Consegna
Scriva il seguito del commento sulla difesa europea riportato più avanti, riprendendo subito dopo la sua ultima frase.

Testo estratto

══════════════════════════════

Il momento monnettiano: fare la difesa europea senza una politica estera europea

Il momento monnettiano: fare la difesa europea senza una politica estera europea

Domenico Moro / 29 gennaio 2025

Commento n. 311

Ogni volta che si parla della necessità di dotare l’Unione europea (UE) di un’autonoma capacità militare, ci si trova di fronte a due obiezioni: a) non ci può essere una difesa senza una politica estera europea; b) non sarebbe chiaro a quale istituzione farebbe capo un esercito europeo. Una impostazione autorevolmente sostenuta anche nel dibattito sulla posizione dell’Italia in vista del Consiglio europeo del dicembre scorso, presentata al Parlamento italiano dalla Presidente del Consiglio Giorgia Meloni.

Se si collegano difesa e politica estera, fino a subordinare la realizzazione della prima alla seconda, è molto probabile che non si faranno né l’una né l’altra. Con il ritorno della guerra in Europa bisogna piuttosto tenere presente l’insegnamento di Jean Monnet sul modo in cui uscire da un’impasse politica: “avevo imparato – sosteneva Monnet (nella sua autobiografia Cittadino d’Europa) – che non si può agire su linee generali, partendo da un concetto vago, ma che tutto diventa possibile se si riesce a concentrarsi su un punto preciso che determina poi tutto il resto”. L’istituzione di un’autonoma forza europea di difesa oggi è il punto su cui agire.

Quando una comunità politica viene aggredita o è minacciata da un’aggressione, non vi è alcuna decisione di politica estera da prendere: si deve organizzare la difesa. La difesa dei confini orientali dell’UE non richiede nessuna decisione di politica estera. Tutti i paesi dell’UE, tranne forse Ungheria e Slovacchia, sono d’accordo sul fatto che l’UE si debba dotare di una difesa autonoma. La decisione può avvenire a trattati vigenti, ricorrendo allo strumento della cooperazione strutturata permanente (art. 42.6 TUE), secondo cui si può decidere, a maggioranza qualificata, che un’avanguardia di paesi proceda all’istituzione di una forza multinazionale permanente (art. 1.b, Protocollo 10). Questa forza multinazionale integrerà le forze militari nazionali a presidio dei confini orientali e, in tutto o in parte, la forza di interposizione tra Ucraina e Russia, una volta raggiunto l’accordo per una tregua.

Il legame con la politica estera non si pone con riferimento al primo nucleo di una difesa europea, ma si porrà quando di tratterà di ricorrere all’uso delle forze armate in operazioni condotte al di fuori dei confini UE. Questa è la situazione in cui la forza militare diventa uno strumento al servizio della politica estera. Già oggi l’UE conduce 13 missioni civili e 10 missioni militari all’estero. Queste ultime sono condotte a seguito della richiesta delle Nazioni Unite, o dei paesi interessati. Soltanto la missione Aspide, nel Mar Rosso e nell’Oceano indiano, è una missione decisa dalla sola UE. Nella conduzione della maggior parte di queste missioni, potrebbe benissimo subentrare la forza multinazionale europea.

══════════════════════════════

(Un blocco di dati)
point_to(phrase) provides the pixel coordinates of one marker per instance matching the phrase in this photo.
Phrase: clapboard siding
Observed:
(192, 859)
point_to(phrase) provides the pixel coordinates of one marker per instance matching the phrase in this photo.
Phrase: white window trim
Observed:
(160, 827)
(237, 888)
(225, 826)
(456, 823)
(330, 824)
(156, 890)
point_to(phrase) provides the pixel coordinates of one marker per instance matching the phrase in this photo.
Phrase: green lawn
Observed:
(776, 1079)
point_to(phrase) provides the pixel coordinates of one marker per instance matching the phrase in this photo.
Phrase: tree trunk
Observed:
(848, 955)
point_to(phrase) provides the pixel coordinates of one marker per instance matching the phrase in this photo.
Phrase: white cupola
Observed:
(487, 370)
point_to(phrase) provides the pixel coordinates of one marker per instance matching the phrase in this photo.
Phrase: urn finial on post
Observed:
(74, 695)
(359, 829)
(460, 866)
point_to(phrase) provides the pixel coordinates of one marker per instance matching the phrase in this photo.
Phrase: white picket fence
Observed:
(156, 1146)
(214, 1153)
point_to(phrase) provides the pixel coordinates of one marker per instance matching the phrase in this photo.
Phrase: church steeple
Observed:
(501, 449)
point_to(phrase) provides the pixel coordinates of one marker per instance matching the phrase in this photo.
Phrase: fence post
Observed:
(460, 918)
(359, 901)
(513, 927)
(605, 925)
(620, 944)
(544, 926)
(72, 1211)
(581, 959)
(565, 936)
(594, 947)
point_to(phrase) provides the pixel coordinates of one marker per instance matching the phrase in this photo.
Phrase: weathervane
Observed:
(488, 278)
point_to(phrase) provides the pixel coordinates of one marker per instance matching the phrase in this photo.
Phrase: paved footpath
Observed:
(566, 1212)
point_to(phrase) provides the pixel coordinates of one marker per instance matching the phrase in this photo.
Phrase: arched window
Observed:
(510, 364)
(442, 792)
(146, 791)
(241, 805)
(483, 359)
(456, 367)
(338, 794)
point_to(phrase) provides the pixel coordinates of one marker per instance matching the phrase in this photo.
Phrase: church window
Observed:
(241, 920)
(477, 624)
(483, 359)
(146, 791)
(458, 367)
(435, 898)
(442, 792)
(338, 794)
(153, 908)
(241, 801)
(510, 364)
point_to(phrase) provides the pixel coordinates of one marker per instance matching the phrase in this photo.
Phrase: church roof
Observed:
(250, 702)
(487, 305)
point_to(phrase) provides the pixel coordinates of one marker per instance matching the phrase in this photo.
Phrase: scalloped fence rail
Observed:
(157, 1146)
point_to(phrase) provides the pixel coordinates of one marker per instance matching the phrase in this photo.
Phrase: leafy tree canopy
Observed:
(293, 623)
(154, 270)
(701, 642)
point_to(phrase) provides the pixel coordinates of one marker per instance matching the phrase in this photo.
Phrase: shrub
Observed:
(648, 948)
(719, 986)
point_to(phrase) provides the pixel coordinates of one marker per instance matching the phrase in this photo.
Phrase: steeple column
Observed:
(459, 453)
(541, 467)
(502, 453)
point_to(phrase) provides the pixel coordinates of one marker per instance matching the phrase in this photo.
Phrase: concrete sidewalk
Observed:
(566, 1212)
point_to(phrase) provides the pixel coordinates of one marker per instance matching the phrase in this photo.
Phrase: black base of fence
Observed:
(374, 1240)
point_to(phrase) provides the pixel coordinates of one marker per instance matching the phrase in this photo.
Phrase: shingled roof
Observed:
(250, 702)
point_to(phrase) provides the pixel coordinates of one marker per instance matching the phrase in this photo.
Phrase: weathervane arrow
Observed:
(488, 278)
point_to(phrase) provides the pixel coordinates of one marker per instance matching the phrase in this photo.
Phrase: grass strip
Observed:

══════════════════════════════

Risultato finale
A chi farebbe riferimento la forza multinazionale europea? La risposta si trova se si prende atto dei passi avanti compiuti dall’UE nel settore della difesa. A seguito del Consiglio europeo di Helsinki del 1999, l’UE si è progressivamente dotata della stessa struttura di cui è dotato il Patto Atlantico: un Comitato politico, un Comitato militare e uno Stato maggiore. Rispetto al Patto Atlantico, vi è il Parlamento europeo eletto, il quale vota la Commissione europea e il suo vicepresidente, che è anche Alto Rappresentante per gli affari esteri e la politica di sicurezza (AR). Nei sistemi federali, come la Repubblica federale tedesca, le forze armate fanno capo al ministero della difesa; nel caso dell’UE, la forza multinazionale potrebbe fare capo all’AR, il quale risponde sia al Consiglio europeo sia alla Commissione e, quindi, anche al Parlamento europeo.

Trattandosi di un’avanguardia di paesi che mette a disposizione dell’UE – in permanenza – una parte delle proprie forze armate, questa parte diventa un vero e proprio asset europeo, che fornisce un bene pubblico europeo e che dovrà essere finanziato dall’UE, in base a due possibili vie. La prima è quella di prevedere una linea di bilancio specifica all’interno del bilancio UE; l’altra è quella di emettere un bond europeo per la difesa, suddividendo una parte degli introiti tra le forze armate nazionali e quella europea. Il servizio del debito dovrà essere coperto dall’aumento delle risorse proprie.

Fare la difesa europea non è un compito semplice e le difficoltà non sono solo a livello politico, ma anche di opinione pubblica, in quanto si sono storicamente consolidate attorno a un unico modello istituzionale – lo Stato unitario –, per cui ci si aspetta che a livello europeo vi sia un unico esercito al posto di ventisette eserciti nazionali. Si è già avuto modo di contestare questa prospettiva, sostenendo che la difesa europea si farà solo se sarà una difesa federale, adottando il modello di difesa degli Stati Uniti dove, per più di un secolo a partire dalla loro fondazione, accanto alle forze armate federali vi erano (e vi sono tuttora) le milizie statali (oggi Guardia nazionale).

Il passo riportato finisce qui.